椅子の選び方

アームレストから選ぶ高級オフィスチェア【3D、4Dは標準装備、5~7D、2軸回転アームレストとは】

オフィスチェアを選ぶとき、多機能なアームレストに心惹かれることはありませんか。

  • 3D、4D、果ては7D、360°回転、2軸720°回転アームレストなど、どれが自分に合うのかわからない。
  • それぞれのアームレストがどんな用途に適しているのか知りたい。
  • そもそもアームレストは本当に必要なの?

そんな疑問を持ったまま思い込みで選ぶと、

使い勝手が悪い
思っていた使い方ができない
アームレストなんていらなかった

という結果になりかねません。
せっかく高級オフィスチェアを選ぶなら、アームレストのこともしっかり知ってから選びたいものです。

この記事では、「アームレストのメリット・デメリット」から、「最新のアームレスト事情」、「アームレストから選択する高級オフィスチェア」まで解説します。
これを読めば、あなたにアームレストが必要なのか、必要ならどんなアームレストのオフィスチェアが最適なのかを見つけることができます。

アームレストのメリット・デメリット

まずはあなた自身がアームレストを必要としているのか、そうでないのか見極めるためにアームレストのメリット・デメリットをそれぞれ3つ挙げます。

もしこれを読んでアームレストが必要ないと分かったら、残りを読む必要がなくなるため、デメリットの方からお話ししますね。

アームレストのデメリット

アームレストがあることでデメリットを感じるのはどのようなシチュエーションなのか、主な要因は次の3つです。

### 課題
記事の内容から次の問いに答えよ。
(a) 記事を読めば何を見つけられると書かれているか。
(b) アームレストのメリットとデメリットをそれぞれいくつずつ挙げるとしているか。
(c) デメリットの方から話す理由は何とされているか。

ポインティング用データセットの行
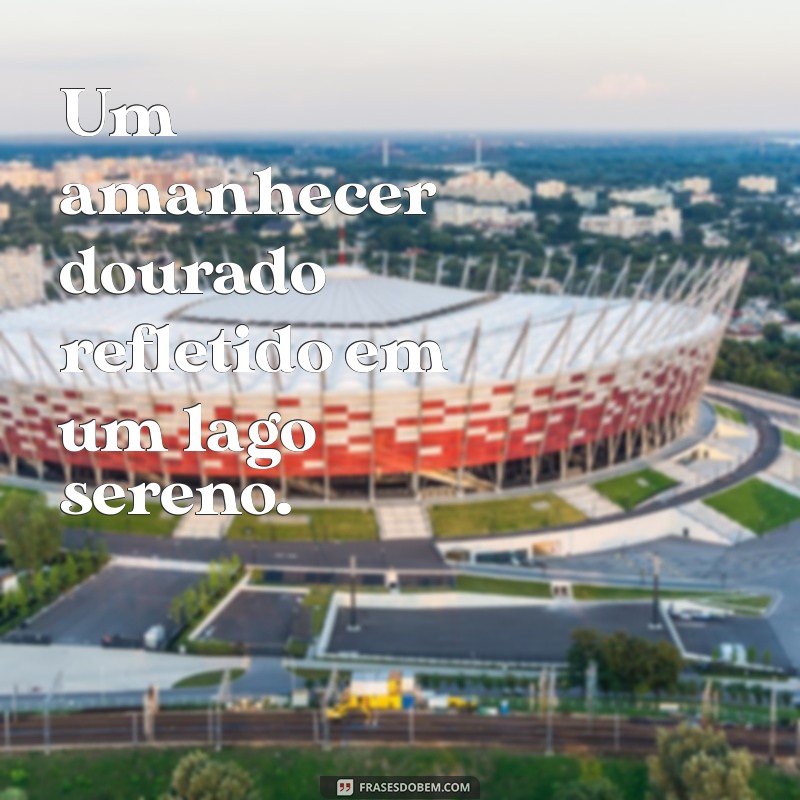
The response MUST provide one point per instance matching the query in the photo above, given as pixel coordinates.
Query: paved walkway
(34, 668)
(207, 526)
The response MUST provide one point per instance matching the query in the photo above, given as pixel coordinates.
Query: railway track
(564, 734)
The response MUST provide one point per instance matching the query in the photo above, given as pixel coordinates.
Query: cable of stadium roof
(683, 302)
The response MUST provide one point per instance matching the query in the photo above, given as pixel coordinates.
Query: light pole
(353, 625)
(655, 621)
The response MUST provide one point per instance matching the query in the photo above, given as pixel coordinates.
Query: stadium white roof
(483, 337)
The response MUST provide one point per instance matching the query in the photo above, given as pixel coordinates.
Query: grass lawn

### 解答
(a) アームレストが必要なのか、必要ならどんなアームレストのオフィスチェアが最適なのか。
(b) それぞれ3つずつ。
(c) アームレストが必要ないと分かったら、残りを読む必要がなくなるため。